• WHAT THE TASK REQUIRES:
Restate word for word the line containing "of the pale" and each line that follows it, through the last line below, and nothing else.

(Saved entries)
──────────────────────────────
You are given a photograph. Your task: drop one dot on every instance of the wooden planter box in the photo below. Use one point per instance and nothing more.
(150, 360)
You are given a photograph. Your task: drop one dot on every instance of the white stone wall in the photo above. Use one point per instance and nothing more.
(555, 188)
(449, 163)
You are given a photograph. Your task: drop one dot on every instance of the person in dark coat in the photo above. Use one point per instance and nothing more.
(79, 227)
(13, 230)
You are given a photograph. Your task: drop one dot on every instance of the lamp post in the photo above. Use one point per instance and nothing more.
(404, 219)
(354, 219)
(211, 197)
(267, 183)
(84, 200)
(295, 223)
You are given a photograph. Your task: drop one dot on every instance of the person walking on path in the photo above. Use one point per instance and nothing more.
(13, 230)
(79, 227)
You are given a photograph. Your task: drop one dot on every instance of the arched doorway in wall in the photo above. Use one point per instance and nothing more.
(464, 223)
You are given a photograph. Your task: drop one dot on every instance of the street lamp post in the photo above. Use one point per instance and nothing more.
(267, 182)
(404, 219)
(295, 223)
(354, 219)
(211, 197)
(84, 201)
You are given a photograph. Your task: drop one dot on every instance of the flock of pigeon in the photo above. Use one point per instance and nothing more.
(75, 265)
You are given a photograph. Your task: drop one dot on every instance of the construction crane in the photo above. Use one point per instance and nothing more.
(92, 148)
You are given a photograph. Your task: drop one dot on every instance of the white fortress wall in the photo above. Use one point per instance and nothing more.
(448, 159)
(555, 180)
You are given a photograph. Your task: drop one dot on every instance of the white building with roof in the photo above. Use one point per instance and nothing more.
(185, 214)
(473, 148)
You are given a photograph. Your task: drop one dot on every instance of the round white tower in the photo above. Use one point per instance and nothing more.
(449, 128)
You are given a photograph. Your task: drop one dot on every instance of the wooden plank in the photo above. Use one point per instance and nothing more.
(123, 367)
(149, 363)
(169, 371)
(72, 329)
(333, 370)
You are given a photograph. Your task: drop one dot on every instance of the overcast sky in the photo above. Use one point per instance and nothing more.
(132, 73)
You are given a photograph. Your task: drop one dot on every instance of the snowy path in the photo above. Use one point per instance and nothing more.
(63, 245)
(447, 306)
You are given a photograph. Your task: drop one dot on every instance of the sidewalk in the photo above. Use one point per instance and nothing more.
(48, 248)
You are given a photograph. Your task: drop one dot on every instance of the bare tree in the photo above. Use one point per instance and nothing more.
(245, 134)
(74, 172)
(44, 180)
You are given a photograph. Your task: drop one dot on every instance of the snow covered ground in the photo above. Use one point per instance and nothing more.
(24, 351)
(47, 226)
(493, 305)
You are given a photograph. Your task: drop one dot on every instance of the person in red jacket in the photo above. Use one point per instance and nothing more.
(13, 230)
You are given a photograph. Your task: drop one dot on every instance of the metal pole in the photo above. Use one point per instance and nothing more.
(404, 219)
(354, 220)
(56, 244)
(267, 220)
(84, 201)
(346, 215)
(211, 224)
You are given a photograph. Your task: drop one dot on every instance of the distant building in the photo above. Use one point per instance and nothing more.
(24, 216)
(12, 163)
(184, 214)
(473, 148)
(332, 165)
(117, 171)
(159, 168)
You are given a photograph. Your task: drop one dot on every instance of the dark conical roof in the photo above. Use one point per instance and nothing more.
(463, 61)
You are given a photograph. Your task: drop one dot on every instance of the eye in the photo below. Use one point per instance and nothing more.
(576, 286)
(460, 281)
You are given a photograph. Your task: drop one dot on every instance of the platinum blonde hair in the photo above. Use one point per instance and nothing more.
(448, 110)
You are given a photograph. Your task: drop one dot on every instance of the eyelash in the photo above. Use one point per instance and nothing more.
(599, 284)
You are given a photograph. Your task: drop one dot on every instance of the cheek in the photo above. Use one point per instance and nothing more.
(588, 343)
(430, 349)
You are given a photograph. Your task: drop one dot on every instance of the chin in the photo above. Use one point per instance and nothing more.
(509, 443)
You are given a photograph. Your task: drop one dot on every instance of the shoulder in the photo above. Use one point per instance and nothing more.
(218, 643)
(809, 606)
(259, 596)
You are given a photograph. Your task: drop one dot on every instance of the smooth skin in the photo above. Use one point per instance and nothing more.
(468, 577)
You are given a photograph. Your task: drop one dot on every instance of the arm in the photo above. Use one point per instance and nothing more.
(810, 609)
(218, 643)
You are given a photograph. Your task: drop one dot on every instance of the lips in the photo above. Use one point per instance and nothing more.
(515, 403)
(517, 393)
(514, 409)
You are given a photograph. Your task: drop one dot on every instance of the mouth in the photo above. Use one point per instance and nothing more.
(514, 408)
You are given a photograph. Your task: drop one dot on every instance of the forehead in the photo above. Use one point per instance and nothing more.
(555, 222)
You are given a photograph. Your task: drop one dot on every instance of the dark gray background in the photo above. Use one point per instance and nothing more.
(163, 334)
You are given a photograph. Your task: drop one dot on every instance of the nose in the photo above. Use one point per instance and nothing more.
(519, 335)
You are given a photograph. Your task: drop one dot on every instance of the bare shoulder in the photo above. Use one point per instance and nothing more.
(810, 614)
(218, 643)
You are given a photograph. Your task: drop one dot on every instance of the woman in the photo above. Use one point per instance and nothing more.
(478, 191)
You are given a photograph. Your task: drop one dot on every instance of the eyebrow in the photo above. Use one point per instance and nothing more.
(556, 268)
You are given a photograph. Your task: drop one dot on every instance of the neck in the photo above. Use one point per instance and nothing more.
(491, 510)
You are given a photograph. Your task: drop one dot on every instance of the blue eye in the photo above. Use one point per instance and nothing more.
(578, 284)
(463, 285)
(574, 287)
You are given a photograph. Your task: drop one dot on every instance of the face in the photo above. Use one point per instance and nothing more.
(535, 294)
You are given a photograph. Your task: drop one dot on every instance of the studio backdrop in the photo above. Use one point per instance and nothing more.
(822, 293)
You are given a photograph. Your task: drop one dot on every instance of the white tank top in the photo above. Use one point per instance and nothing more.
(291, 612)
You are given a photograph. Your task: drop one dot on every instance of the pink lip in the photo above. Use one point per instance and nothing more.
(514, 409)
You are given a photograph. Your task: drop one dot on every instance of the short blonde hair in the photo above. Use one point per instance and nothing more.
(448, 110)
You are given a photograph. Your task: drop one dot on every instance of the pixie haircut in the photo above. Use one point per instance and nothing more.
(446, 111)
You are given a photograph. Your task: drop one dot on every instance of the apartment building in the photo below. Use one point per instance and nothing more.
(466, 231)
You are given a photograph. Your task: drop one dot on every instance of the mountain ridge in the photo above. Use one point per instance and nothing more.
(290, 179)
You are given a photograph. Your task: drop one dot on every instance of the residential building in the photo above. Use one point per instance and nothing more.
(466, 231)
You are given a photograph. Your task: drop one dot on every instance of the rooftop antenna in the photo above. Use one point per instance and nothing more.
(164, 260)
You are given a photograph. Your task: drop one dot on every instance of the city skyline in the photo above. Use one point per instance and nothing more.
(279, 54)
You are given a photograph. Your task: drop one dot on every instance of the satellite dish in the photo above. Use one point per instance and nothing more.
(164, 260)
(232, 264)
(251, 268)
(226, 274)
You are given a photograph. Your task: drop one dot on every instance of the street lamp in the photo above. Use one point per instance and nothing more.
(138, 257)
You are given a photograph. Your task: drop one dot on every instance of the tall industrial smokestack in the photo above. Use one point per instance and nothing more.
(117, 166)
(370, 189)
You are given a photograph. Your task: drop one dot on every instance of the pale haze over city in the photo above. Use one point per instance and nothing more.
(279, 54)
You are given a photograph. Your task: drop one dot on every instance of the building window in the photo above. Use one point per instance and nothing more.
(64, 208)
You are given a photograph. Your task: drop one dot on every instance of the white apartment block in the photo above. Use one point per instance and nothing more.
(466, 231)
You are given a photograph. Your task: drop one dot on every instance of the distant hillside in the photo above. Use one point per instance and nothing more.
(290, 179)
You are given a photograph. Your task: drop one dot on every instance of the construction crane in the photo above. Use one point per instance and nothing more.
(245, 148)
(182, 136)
──────────────────────────────
• WRITTEN ANSWER:
You are given a photograph. Your task: drop one dot on every instance of the pale haze over city in the photo above. Use one point per instance and nothing more.
(279, 54)
You are given a photograph. Your task: drop one dot on every instance of the building window in the photo above. Use one point per instance and nothing more.
(64, 208)
You are given a photograph. Your task: drop one dot on every instance of the white apartment block in the photo above. Use one point per instance and nothing more.
(466, 231)
You are given a photograph. Your task: drop one dot on every instance of the distant hillside in the photo above. Use one point per instance and nothing more.
(290, 179)
You are given a photograph. Your task: drop one dot on every instance of the construction crane in the photo above. Use one point per instance and nothing more.
(245, 148)
(182, 136)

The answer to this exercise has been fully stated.